DOCUMENT
= = =

The Mid-Island Coin Club,
Meetings: The second Thursday of every month at 7:00 p.m. ,
A.B.C. Restaurant, Mary Ellen Drive, north Nanaimo , B.C.

Dues: $12 per year

Mailing Address:

Mid-Island Coin Club, c/o West Coast Stamp & Coin,
4061 Norwell Drive ,
Nanaimo , B.C. V9T 1Y8

Executive Officers:

President: Felix Stawski
Vice-President: Joan Ryan
Treasurer: Joan Ryan
Secretary & Editor: Wayne Jacobs
Directors: Bruce Bell, Art Doswell, Bill Lane
Webmaster: (www.rightclickhome.com) Rob Tallone

   

MICCy  Speaks:

 

With this meeting and issue of the Mid-Island Coin Club Numismatic Journal , we have reached a couple of milestones. On December 11, 2001, our club held its founding meeting, making that of March, 2010, our 100th meeting since "founding" (101st since the "exploratory" and 99th "general" meeting" - take your pick). At another meeting held less than a month previously, exploring the feasibility of a coin club in this area, the question of a club newsletter was also advanced and, accordingly, the founding meeting also saw the appearance of a "Preliminary Issue" of our Journal . Therefore, counting this "preliminary" number, the one you now hold in your hands is also our 100th issue . At this rate, the 1000 milestone of both meeting and issues will not occur until the year 2085 and I give full warning: I'm retiring before then.

= = =

GIVEN INFORMATION
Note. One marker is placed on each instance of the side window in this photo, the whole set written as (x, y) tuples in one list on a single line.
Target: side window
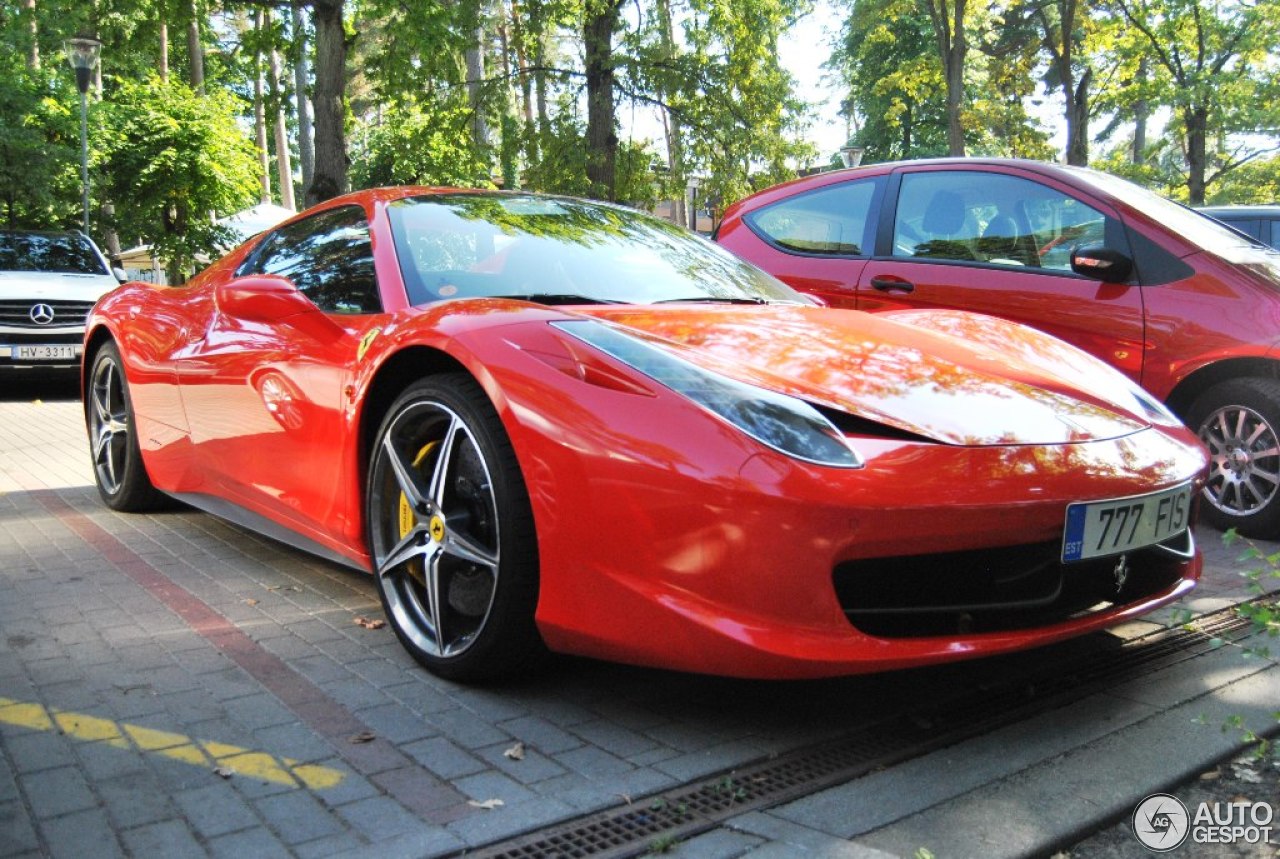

= = =

EXERCISE TASKS
a - On what date did the Mid-Island Coin Club hold its founding meeting, according to the coin club page?
b - Write the next part of the coin club page, starting after its last sentence.

EXPECTED OUTPUTS
a - December 11, 2001.

b -
We have a treat this month: our guest speaker will be Chief Petty Officer Randy Scott, RCN, Comox, who will give a presentation entitled "Tokens and Medallions of the Canadian Navy's Pacific Fleet". Dontchamissit.

A reminder: The auction catalogue for George Manz's Auction #8 (April 17) is now on line and can be downloaded at: www.georgemanzcoins.com if you have the more recent version of the Adobe Acrobat Reader. If not, a free version may be downloaded at:

http://www.adobe.com/products/acrobat/readstep2.html Have a look.

Unhappily, we have to note another empty chair at our club with the passing of longtime member Bert Bates on February 5. Until the last few months, Bert was a steady attendee at our meetings and a noted collector of Trade Dollars as well as all those other unusual pieces that we lump under "exonumia". He will be greatly missed.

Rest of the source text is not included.